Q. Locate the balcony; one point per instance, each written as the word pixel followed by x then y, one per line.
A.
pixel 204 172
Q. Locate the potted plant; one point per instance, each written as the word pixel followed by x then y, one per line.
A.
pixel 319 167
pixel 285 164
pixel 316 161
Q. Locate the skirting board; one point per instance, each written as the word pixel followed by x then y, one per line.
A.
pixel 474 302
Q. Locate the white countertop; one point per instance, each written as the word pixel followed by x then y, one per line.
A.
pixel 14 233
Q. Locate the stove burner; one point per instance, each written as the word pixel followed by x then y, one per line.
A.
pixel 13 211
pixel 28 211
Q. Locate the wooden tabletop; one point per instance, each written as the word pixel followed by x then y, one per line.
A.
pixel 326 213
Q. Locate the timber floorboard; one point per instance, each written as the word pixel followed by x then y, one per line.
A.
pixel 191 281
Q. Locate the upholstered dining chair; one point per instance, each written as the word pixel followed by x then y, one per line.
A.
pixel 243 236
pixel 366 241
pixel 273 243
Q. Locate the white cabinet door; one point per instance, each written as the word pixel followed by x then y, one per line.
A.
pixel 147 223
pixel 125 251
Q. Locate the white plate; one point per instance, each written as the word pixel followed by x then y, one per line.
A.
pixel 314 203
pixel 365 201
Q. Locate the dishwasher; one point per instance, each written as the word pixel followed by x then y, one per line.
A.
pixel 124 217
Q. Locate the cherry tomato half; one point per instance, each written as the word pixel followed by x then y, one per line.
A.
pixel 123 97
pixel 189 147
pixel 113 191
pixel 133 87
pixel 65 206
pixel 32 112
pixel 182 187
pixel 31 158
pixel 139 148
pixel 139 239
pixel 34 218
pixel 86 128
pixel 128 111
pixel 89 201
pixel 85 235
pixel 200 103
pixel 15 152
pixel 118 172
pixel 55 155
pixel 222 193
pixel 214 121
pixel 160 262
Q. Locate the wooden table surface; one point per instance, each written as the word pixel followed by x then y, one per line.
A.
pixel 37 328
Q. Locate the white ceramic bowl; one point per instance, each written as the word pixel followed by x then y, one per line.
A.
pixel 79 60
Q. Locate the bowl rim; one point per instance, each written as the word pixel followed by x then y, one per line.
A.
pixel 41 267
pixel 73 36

**ACTION ITEM:**
Line by line, repeat everything in the records verbatim.

**SOLUTION FOR THIS PROBLEM:**
Q. Locate the balcony; one point per instance, each written as the word pixel followed by x then y, one per line.
A.
pixel 204 172
Q. Locate the potted plant; one point per instance, each written as the word pixel followed by x then y, one per line.
A.
pixel 319 167
pixel 285 164
pixel 316 161
Q. Locate the skirting board; one point per instance, each written as the word pixel followed by x then y, one per line.
A.
pixel 474 302
Q. Locate the white countertop; one point per instance, each written as the word pixel followed by x then y, one per line.
A.
pixel 14 233
Q. Locate the stove burner; one point per instance, each written as the word pixel followed by x then y, one per line.
A.
pixel 13 211
pixel 28 211
Q. Locate the wooden tabletop; one point per instance, each written as the word pixel followed by x then y, one per line.
A.
pixel 326 213
Q. Locate the timber floorboard; one point per instance, each written as the word pixel followed by x then y, one per line.
A.
pixel 191 281
Q. Locate the upholstered dining chair; one point per instance, each written as the word pixel followed by x then y, one per line.
A.
pixel 243 236
pixel 366 241
pixel 273 243
Q. Locate the white cabinet door; one point per instance, each written as the word pixel followed by x then y, one per line.
A.
pixel 147 223
pixel 125 251
Q. Locate the white plate; one point per instance, each written as the word pixel followed by x then y, one per line.
A.
pixel 314 203
pixel 365 201
Q. Locate the dishwasher; one point per instance, each written as the word pixel followed by x then y, one per line.
A.
pixel 124 217
Q. Locate the cherry tomato half; one point per instance, each written as the word pixel followed by x then y, one per line.
A.
pixel 123 97
pixel 189 147
pixel 113 191
pixel 133 87
pixel 65 206
pixel 32 112
pixel 182 187
pixel 31 158
pixel 139 148
pixel 139 239
pixel 34 218
pixel 86 128
pixel 128 111
pixel 89 201
pixel 85 235
pixel 200 103
pixel 15 152
pixel 118 172
pixel 55 155
pixel 222 193
pixel 214 121
pixel 160 262
Q. Locate the wooden table surface; one point per instance, each written as the word pixel followed by x then y, one per line.
A.
pixel 37 328
Q. Locate the white ceramic bowl; one point per instance, each written as the word pixel followed by x then y, one per line.
A.
pixel 79 60
Q. Locate the bowl rim; one point per instance, each written as the word pixel followed by x then y, one per line.
A.
pixel 41 267
pixel 73 36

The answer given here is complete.